Source:
In my previous “life” as a SQL professional, I’ve been using T-SQL window functions extensively for various analytic tasks. I’ve described one of the possible use cases in this article, but there are literally dozen of scenarios that can be quickly and intuitively solved by using window functions.
Therefore, when I transitioned to Power BI, I was quite surprised (not to say disappointed) that there is no DAX equivalent to SQL window functions. Ok, we could have solved these challenges of performing different calculations over a certain set of rows, by writing more complex DAX – but, honestly, that was very often a really painful experience.
So, I was beyond excited when Power BI Desktop December 2022 update announced a brand new set of DAX functions – collectively called window functions – that should achieve the same goal as SQL window functions. At this moment, there are three DAX window functions: OFFSET, INDEX, and WINDOW.
If you want to learn more about these functions and how they work behind the scenes, I strongly recommend reading this article from Jeffrey Wang – this is the best starting point for diving deeper into DAX window functions.
In this article, I’ll not spend too much time explaining the ins and outs of the window functions, as I want to focus on explaining how you can leverage these functions to satisfy a very common business request – calculate the lifetime value of the customer.
Customer lifetime value
Let’s start with understanding what is a customer lifetime value. Well, it’s a broad term and may be interpreted in many possible ways. In our case, we want to provide a deep insight into the behavior of a single customer – for example, how many orders they placed, what is the total amount they spent on our products, how many days passed between their orders, and how this compares to the average of all customers. Finally, we want to know how loyal are our customers – meaning, how many days passed between their first and last order.
So, let’s begin with a very basic scenario. I’m analyzing two customers from the Adventure Works dataset: Adam Young and Alexandra Jenkins. Here is the summary of their orders and total sales amount:
The first concept to understand here is that we want to treat each customer as a separate “entity” – meaning, we want to create a “window” for each customer and analyze figures for that specific set of rows. In our case, we will have two “windows” here:
Window functions in DAX can work in two different ways – either by operating on a relative (REL) value, based on the current row (again, read Jeffrey’s article to understand how the current row is determined), or by operating on an absolute (ABS) value. In my case, I always want my window to start at the first row of the partition (each customer represents a separate partition), and finish on the last row of the partition.
So, let’s create a measure that will calculate a running total of order quantity and sales for every partition:
Window Quantity = CALCULATE([Total Quantity], WINDOW( 1,ABS, -1,ABS, SUMMARIZE(ALLSELECTED(Sales),Customer[Customer],'Date'[Date]), ORDERBY ('Date'[Date]), KEEP, PARTITIONBY(Customer[Customer]) ) )
Window Sales Amount = CALCULATE([Total Sales], WINDOW( 1,ABS, -1,ABS, SUMMARIZE(ALLSELECTED(Sales),Customer[Customer],'Date'[Date]), ORDERBY ('Date'[Date]), KEEP, PARTITIONBY(Customer[Customer]) ) )

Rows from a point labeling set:
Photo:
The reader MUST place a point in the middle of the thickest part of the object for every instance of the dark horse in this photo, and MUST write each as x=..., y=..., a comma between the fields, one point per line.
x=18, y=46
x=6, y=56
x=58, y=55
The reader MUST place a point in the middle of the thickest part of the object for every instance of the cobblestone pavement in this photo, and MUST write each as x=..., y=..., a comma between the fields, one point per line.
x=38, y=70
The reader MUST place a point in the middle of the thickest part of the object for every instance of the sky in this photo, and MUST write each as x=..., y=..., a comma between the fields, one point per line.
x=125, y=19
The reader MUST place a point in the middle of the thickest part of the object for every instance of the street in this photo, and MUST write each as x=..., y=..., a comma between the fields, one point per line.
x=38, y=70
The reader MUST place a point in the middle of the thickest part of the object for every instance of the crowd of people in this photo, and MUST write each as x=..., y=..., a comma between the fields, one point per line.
...
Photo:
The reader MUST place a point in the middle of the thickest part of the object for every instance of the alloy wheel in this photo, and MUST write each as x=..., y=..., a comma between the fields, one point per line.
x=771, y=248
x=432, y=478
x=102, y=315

Challenges:
a – In the article on DAX window functions, replace "painful" with "tedious" and give the passage from "In my previous" to "really painful experience.".
b – According to the article on DAX window functions, which Power BI Desktop update introduced the new window functions?
c – Continue the article on DAX window functions from the point where it stops.
These rows are separate material, apart from the article on DAX window functions.

Exercise responses:
a –
In my previous “life” as a SQL professional, I’ve been using T-SQL window functions extensively for various analytic tasks. I’ve described one of the possible use cases in this article, but there are literally dozen of scenarios that can be quickly and intuitively solved by using window functions.
Therefore, when I transitioned to Power BI, I was quite surprised (not to say disappointed) that there is no DAX equivalent to SQL window functions. Ok, we could have solved these challenges of performing different calculations over a certain set of rows, by writing more complex DAX – but, honestly, that was very often a really tedious experience.

b – The December 2022 update.

c –
Let’s stop for a moment and explain this measure definition. As a CALCULATE filter modifier, we’re going to use a new window DAX function WINDOW. The first argument (1) determines where the window starts. Because the second argument is ABS (absolute), this means that the window starts at the beginning of the partition. Next, we define where the window ends. Since we are using a negative value (-1) and ABS, this means that the window ends in the last row of the partition. After that, we are defining a table expression from which the output row will be returned. Finally, data will be sorted by date within the window (starting with the earliest date), and partitioning will be performed on a customer (each customer is a separate “window”).
Now, we have a running total for each customer! So, we can for example now calculate a percentage of each individual purchase within the whole:
% of Window Quantity = DIVIDE([Total Quantity],[Window Quantity],0)
% of Window Sales = DIVIDE([Total Sales],[Window Sales Amount],0)
So far, so good! Let’s do some more cool stuff. First, I’ll calculate how many days passed between two consecutive orders. For that task, another DAX window function comes to the rescue: OFFSET. Essentially, I want to grab the date of the previous row and calculate the difference in days between the current row date and the previous row date:
Offset Date = CALCULATE( MIN('Date'[Date]), OFFSET( -1, SUMMARIZE(ALLSELECTED(Sales),Customer[Customer],'Date'[Date]), ORDERBY('Date'[Date]), KEEP, PARTITIONBY(Customer[Customer]) ) )
And, here is the measure to calculate the number of days between the orders:
Days Between Orders = DATEDIFF([Offset Date],MIN('Date'[Date]),DAY)
Ok, now, let’s calculate the average number of days between the orders for every customer:
AVG Days Between Orders = CALCULATE(AVERAGEX( SUMMARIZE( ALLSELECTED(Sales),Customer[Customer],'Date'[Date]),[Days Between Orders]), WINDOW( 1,ABS, -1,ABS, SUMMARIZE(ALLSELECTED(Sales),Customer[Customer],'Date'[Date]), ORDERBY ('Date'[Date]), KEEP, PARTITIONBY(Customer[Customer]) ) )
So, what can we conclude at this point? Alexandra orders on average every 22 days, while Adam needs 89 days on average to make a new order. How does that compare to a whole? Are 89 days way too long between the orders, or not?
So, let’s put these numbers into the context of the whole dataset.
Although 89 days may look bad compared to 22 days for Alexandra Jenkins, we may conclude that these 89 days are not bad at all compared to the average for all the customers, which is 287 days! Great insight indeed!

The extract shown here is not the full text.